# Data to process
• • • •

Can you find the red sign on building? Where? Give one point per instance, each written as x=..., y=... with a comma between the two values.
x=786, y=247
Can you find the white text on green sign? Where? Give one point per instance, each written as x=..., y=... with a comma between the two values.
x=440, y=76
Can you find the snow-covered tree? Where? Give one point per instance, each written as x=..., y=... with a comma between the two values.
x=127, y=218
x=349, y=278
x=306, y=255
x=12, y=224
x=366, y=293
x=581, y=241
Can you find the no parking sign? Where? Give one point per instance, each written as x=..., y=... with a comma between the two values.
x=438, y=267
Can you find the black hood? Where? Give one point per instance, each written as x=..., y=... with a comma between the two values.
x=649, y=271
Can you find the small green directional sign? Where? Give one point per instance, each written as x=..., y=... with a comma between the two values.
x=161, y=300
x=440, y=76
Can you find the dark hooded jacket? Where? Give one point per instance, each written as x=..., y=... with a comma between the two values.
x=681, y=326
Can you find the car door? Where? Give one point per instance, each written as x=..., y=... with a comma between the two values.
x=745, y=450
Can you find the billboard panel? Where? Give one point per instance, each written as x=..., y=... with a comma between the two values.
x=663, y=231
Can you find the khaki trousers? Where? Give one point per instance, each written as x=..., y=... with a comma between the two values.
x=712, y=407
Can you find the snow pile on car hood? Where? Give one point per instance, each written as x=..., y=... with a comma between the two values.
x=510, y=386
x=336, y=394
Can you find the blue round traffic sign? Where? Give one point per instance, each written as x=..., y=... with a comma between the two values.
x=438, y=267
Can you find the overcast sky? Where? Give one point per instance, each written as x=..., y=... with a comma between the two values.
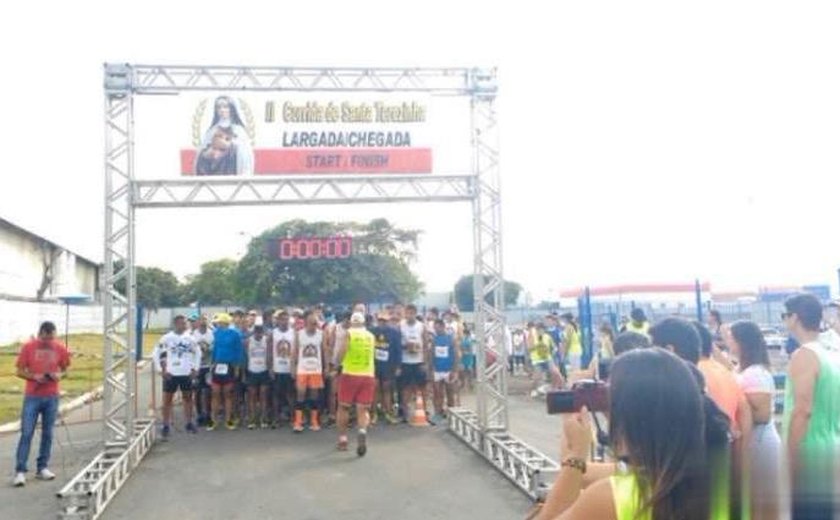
x=641, y=141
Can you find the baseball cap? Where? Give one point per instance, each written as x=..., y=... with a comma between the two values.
x=222, y=317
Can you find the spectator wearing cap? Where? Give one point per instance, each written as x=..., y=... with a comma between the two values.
x=357, y=385
x=638, y=323
x=388, y=360
x=228, y=358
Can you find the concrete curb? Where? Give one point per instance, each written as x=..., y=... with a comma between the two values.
x=66, y=408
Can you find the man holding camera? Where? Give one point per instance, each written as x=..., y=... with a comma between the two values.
x=42, y=363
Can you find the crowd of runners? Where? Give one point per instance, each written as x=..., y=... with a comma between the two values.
x=308, y=369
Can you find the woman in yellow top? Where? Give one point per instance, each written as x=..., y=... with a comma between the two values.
x=659, y=431
x=571, y=340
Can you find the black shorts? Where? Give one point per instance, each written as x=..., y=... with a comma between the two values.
x=175, y=383
x=257, y=378
x=203, y=378
x=413, y=375
x=385, y=372
x=229, y=378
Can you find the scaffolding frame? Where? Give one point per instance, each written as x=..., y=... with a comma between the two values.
x=126, y=438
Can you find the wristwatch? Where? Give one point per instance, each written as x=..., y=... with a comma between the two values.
x=574, y=462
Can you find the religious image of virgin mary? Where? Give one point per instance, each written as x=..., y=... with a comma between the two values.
x=213, y=159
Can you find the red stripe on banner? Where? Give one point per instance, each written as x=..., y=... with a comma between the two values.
x=273, y=161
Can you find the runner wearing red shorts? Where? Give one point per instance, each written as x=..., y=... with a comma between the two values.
x=358, y=382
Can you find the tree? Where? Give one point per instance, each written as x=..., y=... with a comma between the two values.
x=49, y=255
x=464, y=295
x=215, y=283
x=378, y=269
x=156, y=288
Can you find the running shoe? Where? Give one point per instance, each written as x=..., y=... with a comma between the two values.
x=361, y=444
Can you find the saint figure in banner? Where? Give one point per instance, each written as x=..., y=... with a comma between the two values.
x=226, y=147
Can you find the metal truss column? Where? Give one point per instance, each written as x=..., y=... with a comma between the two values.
x=491, y=354
x=119, y=386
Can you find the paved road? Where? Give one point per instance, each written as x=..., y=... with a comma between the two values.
x=408, y=473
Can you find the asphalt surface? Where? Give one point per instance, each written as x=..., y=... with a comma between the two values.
x=408, y=473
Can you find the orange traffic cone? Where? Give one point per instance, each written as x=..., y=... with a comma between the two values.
x=419, y=416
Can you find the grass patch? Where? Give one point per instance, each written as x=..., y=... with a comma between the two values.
x=85, y=371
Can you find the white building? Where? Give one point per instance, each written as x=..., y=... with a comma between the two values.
x=35, y=268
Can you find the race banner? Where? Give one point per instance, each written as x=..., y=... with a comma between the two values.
x=246, y=134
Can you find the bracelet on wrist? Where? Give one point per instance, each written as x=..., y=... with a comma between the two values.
x=575, y=463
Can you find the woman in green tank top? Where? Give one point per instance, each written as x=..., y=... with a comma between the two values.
x=659, y=430
x=811, y=425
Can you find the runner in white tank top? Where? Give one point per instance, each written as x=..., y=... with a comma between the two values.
x=257, y=378
x=308, y=360
x=283, y=391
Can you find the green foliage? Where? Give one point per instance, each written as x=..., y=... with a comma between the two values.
x=156, y=288
x=378, y=270
x=465, y=299
x=215, y=283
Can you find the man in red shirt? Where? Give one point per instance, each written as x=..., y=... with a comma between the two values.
x=41, y=362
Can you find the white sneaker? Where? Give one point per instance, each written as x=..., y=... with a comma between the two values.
x=45, y=474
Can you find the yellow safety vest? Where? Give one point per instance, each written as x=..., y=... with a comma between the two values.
x=541, y=348
x=361, y=347
x=638, y=329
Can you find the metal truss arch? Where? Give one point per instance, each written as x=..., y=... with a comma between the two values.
x=126, y=438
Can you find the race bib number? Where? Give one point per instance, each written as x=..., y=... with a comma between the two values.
x=310, y=366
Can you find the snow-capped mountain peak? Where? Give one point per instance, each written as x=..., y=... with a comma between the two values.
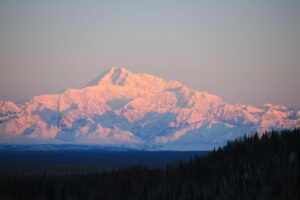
x=136, y=110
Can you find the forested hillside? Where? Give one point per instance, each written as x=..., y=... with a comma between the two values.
x=251, y=167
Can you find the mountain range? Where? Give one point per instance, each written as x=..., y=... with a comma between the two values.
x=141, y=111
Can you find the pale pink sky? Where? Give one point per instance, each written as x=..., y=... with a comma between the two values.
x=243, y=51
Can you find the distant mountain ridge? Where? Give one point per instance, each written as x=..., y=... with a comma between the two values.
x=142, y=111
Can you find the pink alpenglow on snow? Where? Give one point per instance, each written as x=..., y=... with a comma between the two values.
x=137, y=110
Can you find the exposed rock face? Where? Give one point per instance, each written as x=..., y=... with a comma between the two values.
x=136, y=110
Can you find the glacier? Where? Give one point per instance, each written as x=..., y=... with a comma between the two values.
x=123, y=109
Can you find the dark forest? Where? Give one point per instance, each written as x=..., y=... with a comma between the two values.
x=250, y=167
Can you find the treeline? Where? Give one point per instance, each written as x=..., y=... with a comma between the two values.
x=251, y=167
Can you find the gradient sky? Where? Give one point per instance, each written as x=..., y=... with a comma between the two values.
x=243, y=51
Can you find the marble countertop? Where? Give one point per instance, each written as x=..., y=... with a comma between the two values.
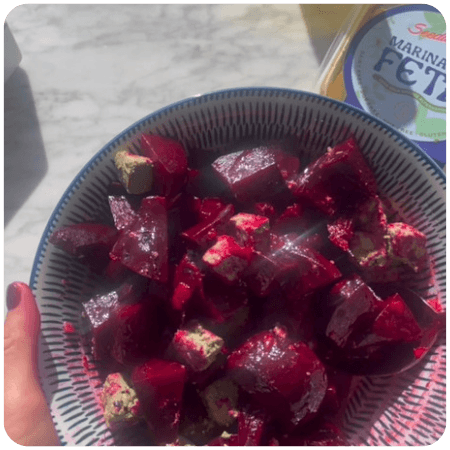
x=88, y=71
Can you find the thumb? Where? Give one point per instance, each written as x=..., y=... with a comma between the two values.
x=26, y=415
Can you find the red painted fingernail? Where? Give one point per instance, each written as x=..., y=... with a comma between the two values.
x=13, y=296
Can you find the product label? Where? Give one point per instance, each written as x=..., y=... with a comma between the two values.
x=396, y=70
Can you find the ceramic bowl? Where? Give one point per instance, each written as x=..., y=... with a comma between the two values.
x=404, y=410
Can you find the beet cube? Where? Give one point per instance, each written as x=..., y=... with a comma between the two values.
x=205, y=233
x=265, y=209
x=313, y=271
x=170, y=162
x=351, y=307
x=224, y=309
x=101, y=311
x=287, y=164
x=135, y=172
x=251, y=230
x=100, y=307
x=341, y=232
x=407, y=246
x=284, y=376
x=188, y=280
x=337, y=181
x=143, y=247
x=210, y=207
x=396, y=321
x=251, y=175
x=251, y=426
x=323, y=434
x=196, y=347
x=135, y=331
x=224, y=440
x=89, y=242
x=221, y=399
x=160, y=385
x=263, y=274
x=124, y=214
x=227, y=259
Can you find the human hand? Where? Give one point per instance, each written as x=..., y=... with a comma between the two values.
x=26, y=415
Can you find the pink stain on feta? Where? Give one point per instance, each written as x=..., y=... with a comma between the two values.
x=68, y=328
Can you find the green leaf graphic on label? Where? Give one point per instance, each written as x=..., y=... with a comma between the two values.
x=436, y=22
x=430, y=126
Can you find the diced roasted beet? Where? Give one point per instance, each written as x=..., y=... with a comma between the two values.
x=188, y=280
x=136, y=331
x=265, y=209
x=339, y=385
x=159, y=385
x=195, y=424
x=290, y=220
x=170, y=160
x=223, y=309
x=321, y=435
x=221, y=400
x=396, y=321
x=368, y=349
x=99, y=308
x=143, y=247
x=220, y=301
x=224, y=440
x=312, y=270
x=124, y=214
x=287, y=164
x=263, y=274
x=350, y=306
x=251, y=230
x=227, y=259
x=205, y=233
x=210, y=207
x=407, y=246
x=90, y=242
x=116, y=271
x=341, y=232
x=371, y=216
x=251, y=175
x=196, y=347
x=284, y=376
x=135, y=172
x=337, y=181
x=251, y=428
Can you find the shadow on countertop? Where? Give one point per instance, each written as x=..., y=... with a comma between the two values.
x=24, y=159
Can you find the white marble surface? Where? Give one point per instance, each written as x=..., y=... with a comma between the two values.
x=90, y=70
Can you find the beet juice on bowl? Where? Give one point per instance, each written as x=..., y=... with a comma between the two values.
x=240, y=298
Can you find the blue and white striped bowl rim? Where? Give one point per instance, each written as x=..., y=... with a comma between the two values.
x=406, y=410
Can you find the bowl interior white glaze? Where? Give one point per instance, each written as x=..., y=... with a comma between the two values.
x=405, y=410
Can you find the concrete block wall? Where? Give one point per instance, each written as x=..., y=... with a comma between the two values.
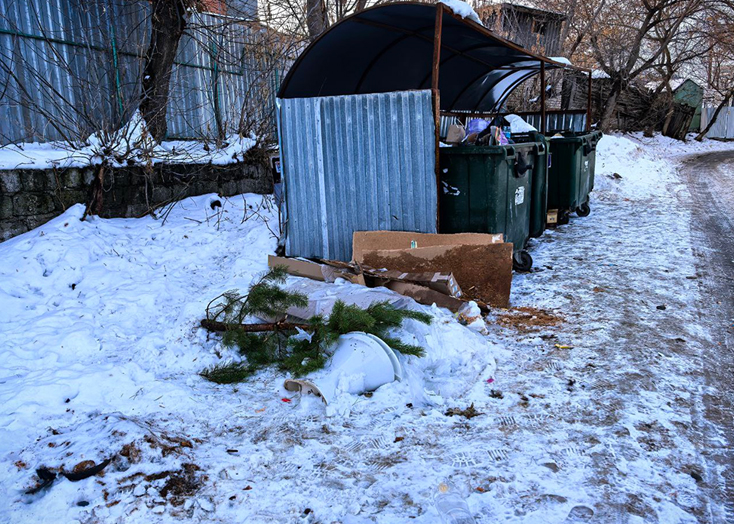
x=31, y=197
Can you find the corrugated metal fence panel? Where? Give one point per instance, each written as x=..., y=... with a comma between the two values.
x=559, y=121
x=357, y=163
x=724, y=125
x=60, y=76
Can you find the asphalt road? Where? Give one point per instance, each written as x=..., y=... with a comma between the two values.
x=710, y=180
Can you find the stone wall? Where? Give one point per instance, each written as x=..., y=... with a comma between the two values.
x=31, y=197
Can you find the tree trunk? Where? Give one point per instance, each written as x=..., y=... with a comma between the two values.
x=610, y=106
x=168, y=24
x=711, y=123
x=316, y=18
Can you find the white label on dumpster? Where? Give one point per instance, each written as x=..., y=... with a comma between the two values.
x=519, y=195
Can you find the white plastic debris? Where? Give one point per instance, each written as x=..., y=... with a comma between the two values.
x=360, y=362
x=518, y=125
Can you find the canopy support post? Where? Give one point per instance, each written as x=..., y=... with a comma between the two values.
x=436, y=101
x=588, y=105
x=542, y=98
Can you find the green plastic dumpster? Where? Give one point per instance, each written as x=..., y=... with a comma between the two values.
x=489, y=189
x=571, y=172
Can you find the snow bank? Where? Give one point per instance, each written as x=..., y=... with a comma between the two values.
x=100, y=347
x=462, y=9
x=639, y=166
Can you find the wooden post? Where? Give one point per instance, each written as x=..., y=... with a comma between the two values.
x=588, y=105
x=436, y=102
x=542, y=98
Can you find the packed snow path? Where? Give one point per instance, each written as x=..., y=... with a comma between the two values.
x=602, y=408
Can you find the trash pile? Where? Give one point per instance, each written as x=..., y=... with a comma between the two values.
x=447, y=270
x=479, y=131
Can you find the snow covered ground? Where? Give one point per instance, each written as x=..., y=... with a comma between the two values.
x=590, y=414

• • • •

# Written request
Turn the rows beginning at the line that contains "Can you find the white building?" and ending after the line that contains "x=41, y=362" into a Markdown table, leaving out blank lines. Use two columns, Row and Line, with Row holding the row number and Line holding the line itself.

# The answer
| Row | Line |
|---|---|
| 1 | Can you find the white building? Where? Give one point per instance, each written as x=..., y=... with a comma between the two values. |
| 2 | x=35, y=268 |
| 3 | Can you find the race banner? Where? Give one point per instance, each written as x=..., y=... with a comma between the two values. |
| 4 | x=246, y=134 |
| 5 | Can you find the bracelet on wrist? Where? Give one point per instance, each written as x=..., y=... with a comma between the two values. |
| 6 | x=575, y=463 |
| 7 | Can you find the woman in green tank top? Where? Give one point per instance, each written as x=..., y=... with a comma between the two values. |
| 8 | x=659, y=430 |
| 9 | x=811, y=425 |
| 10 | Can you find the runner in white tank top? Where? Give one point per instance, each written as x=..., y=... with a comma between the two values. |
| 11 | x=257, y=378 |
| 12 | x=308, y=360 |
| 13 | x=283, y=391 |
| 14 | Can you find the green foliage? Where? Give one point per instance, each written as x=..., y=... with a comma between the two values. |
| 15 | x=156, y=288 |
| 16 | x=378, y=270 |
| 17 | x=465, y=299 |
| 18 | x=215, y=283 |
| 19 | Can you find the man in red shirt? Where? Give one point per instance, each written as x=..., y=... with a comma between the two values. |
| 20 | x=41, y=362 |